:: Set exercise ::
Can you reproduce verbatim the lines of the entries below, starting at the line that contains "Exercise. Pick out the child's arm" and ending at the line that contains "pixel 44 422", with both of those lines included?

:: Items ::

-- START --

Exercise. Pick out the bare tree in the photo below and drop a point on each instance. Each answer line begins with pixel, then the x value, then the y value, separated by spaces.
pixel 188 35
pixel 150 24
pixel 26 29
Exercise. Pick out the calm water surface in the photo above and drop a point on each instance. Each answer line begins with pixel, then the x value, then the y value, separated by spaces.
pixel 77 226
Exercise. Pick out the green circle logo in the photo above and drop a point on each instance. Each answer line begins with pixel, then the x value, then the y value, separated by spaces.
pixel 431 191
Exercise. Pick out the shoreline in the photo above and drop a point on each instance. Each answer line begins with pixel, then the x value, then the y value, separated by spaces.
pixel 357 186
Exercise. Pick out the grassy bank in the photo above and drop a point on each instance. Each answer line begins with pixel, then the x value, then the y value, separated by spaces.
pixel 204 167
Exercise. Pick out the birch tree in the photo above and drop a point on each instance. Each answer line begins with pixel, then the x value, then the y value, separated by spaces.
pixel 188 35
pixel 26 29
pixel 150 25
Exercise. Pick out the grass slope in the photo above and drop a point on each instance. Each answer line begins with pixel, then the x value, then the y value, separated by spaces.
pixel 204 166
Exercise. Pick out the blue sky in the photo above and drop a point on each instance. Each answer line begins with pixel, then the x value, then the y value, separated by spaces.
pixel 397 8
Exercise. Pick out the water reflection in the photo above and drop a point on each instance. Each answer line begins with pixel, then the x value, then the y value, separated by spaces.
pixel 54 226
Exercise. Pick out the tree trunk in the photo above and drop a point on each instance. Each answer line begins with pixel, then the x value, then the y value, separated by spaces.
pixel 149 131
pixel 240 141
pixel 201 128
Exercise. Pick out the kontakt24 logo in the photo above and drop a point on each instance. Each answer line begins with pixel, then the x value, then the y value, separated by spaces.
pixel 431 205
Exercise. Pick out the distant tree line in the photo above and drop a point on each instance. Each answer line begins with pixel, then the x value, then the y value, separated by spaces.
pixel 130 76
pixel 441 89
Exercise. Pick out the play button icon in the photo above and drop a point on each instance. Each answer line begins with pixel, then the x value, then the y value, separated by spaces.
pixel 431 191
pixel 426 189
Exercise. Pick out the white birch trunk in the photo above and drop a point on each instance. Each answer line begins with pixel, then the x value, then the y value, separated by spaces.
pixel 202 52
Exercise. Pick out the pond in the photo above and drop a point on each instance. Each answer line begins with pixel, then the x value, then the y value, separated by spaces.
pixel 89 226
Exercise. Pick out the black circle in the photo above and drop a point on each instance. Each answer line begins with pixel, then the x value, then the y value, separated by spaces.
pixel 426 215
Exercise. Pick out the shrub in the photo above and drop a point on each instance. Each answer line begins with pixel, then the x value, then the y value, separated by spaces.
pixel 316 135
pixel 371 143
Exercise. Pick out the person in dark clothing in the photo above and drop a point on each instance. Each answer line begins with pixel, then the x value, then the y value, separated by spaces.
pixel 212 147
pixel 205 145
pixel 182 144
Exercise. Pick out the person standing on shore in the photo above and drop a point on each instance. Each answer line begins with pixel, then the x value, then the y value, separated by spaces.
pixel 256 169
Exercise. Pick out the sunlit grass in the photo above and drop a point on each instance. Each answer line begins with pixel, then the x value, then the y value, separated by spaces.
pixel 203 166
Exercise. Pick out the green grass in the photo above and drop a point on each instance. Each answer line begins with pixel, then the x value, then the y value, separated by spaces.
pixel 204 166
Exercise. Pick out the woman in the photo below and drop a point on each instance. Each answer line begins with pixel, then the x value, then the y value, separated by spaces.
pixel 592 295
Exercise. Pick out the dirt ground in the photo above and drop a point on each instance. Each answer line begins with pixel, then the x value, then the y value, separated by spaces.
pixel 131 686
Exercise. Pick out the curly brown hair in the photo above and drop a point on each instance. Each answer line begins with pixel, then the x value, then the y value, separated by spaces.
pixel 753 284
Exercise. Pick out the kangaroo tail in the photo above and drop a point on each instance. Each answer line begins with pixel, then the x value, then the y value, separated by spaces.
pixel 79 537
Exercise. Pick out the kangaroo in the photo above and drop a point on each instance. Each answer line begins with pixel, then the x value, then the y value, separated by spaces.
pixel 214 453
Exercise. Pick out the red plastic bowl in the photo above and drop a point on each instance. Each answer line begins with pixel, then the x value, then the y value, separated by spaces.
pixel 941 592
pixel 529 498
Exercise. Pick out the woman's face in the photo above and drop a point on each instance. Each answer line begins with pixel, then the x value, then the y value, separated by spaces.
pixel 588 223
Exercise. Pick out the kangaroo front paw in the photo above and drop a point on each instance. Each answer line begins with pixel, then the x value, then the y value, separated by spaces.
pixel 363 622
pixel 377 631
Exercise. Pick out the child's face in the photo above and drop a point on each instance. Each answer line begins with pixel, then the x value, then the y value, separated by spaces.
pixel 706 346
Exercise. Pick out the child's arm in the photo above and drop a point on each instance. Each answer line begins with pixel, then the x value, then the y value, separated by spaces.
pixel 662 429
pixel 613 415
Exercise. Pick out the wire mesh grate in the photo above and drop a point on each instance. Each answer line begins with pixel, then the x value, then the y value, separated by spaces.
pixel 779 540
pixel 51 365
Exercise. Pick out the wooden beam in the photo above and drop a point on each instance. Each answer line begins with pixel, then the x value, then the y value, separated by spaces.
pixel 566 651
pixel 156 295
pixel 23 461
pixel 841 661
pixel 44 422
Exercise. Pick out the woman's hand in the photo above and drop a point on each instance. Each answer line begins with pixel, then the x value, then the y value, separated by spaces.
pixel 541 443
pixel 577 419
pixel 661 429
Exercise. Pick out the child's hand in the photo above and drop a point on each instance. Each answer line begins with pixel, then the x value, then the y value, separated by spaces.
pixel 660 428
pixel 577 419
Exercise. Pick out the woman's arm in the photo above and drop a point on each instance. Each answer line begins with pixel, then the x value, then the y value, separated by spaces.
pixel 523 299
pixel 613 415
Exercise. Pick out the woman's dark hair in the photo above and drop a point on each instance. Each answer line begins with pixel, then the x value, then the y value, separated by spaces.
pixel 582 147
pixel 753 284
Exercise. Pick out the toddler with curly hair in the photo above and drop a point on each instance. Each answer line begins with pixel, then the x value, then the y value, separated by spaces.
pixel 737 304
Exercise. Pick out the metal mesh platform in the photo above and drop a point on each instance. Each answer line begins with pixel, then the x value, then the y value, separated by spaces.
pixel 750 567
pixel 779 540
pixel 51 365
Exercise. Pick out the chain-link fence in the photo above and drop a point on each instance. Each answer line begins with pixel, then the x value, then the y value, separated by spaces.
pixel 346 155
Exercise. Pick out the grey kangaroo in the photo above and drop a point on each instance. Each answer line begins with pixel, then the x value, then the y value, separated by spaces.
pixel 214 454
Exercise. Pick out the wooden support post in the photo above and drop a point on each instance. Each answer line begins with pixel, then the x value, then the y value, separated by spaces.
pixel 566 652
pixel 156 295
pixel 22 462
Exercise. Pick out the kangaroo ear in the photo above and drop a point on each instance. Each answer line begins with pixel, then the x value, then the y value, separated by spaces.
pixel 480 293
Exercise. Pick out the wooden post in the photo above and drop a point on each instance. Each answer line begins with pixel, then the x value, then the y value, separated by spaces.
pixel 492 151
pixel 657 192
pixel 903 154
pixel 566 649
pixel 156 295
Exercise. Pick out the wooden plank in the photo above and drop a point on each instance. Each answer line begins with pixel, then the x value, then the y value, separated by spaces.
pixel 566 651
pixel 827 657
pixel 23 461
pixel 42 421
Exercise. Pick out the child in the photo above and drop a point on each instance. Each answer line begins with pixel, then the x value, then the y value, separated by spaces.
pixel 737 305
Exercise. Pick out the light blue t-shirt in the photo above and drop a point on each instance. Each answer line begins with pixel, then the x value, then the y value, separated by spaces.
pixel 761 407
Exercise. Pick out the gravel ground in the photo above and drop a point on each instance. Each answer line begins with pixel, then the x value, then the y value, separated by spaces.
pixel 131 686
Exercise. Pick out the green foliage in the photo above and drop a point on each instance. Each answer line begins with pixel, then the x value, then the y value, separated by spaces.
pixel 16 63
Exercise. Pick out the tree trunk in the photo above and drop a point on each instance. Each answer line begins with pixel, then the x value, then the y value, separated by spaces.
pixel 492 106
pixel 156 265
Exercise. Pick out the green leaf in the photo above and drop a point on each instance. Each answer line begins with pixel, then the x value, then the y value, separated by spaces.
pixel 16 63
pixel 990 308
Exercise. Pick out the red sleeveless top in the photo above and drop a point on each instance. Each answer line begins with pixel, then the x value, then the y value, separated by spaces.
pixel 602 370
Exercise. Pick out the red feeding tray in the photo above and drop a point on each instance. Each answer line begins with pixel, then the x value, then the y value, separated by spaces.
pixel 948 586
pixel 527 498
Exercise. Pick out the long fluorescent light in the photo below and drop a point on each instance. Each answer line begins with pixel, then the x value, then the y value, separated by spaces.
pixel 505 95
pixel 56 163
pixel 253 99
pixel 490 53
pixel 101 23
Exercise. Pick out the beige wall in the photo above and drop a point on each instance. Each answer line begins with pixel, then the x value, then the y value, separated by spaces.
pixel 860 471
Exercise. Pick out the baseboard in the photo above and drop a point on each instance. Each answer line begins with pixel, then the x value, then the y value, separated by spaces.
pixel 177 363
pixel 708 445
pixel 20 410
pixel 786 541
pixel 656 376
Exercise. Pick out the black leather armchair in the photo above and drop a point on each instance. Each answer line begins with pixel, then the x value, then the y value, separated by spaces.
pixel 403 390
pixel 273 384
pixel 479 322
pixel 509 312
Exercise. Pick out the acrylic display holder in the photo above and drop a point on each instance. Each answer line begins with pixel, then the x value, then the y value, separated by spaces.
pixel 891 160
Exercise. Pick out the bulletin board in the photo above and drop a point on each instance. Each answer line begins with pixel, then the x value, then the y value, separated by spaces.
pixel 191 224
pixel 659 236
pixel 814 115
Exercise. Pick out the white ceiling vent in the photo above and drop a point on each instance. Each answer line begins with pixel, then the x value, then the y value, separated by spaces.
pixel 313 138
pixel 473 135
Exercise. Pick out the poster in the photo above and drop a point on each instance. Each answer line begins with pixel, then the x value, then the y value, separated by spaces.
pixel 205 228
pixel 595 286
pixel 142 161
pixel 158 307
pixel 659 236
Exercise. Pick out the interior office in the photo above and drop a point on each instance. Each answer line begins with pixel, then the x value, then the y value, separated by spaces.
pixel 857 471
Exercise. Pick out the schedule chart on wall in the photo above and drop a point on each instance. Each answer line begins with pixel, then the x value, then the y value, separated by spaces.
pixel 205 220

-- END --

:: Output for this exercise ::
Exercise. Pick out the child's arm in the photo above and drop a point on each instance. Each answer line begins with pixel, then the x value, then the y value, separated by spaces.
pixel 662 429
pixel 613 415
Exercise. Pick out the wire mesh grate in the photo above and drop a point on each instance. Each answer line begins with pixel, then the x value, then the y value, separated by spaces.
pixel 779 540
pixel 51 365
Exercise. Pick out the wooden beam in the photo above and drop a point on each instance. Each answer line begins with pixel, then the x value, then the y value, separated by spaces.
pixel 566 651
pixel 156 295
pixel 23 461
pixel 841 661
pixel 44 422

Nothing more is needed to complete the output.